How many of the lines below contain the string "orange", with case counting? Reply with the number alone.
══ MATERIAL SHOWN
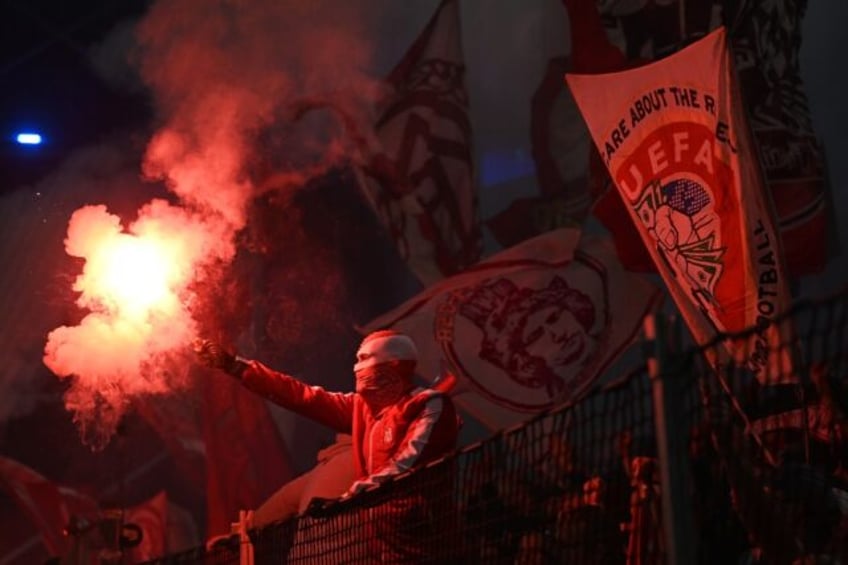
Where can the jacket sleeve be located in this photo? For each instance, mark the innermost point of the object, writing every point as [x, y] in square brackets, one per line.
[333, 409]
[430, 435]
════
══ MATERIAL SHOWN
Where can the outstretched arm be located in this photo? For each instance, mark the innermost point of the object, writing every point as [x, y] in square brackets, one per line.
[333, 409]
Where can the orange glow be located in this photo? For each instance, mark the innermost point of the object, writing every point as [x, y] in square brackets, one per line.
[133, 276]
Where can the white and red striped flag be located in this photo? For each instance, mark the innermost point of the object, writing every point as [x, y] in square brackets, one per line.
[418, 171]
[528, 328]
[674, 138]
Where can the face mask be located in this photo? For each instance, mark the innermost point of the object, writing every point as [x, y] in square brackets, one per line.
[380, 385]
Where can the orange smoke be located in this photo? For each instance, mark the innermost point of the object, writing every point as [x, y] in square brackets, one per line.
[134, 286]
════
■ **SOLUTION BELOW**: 2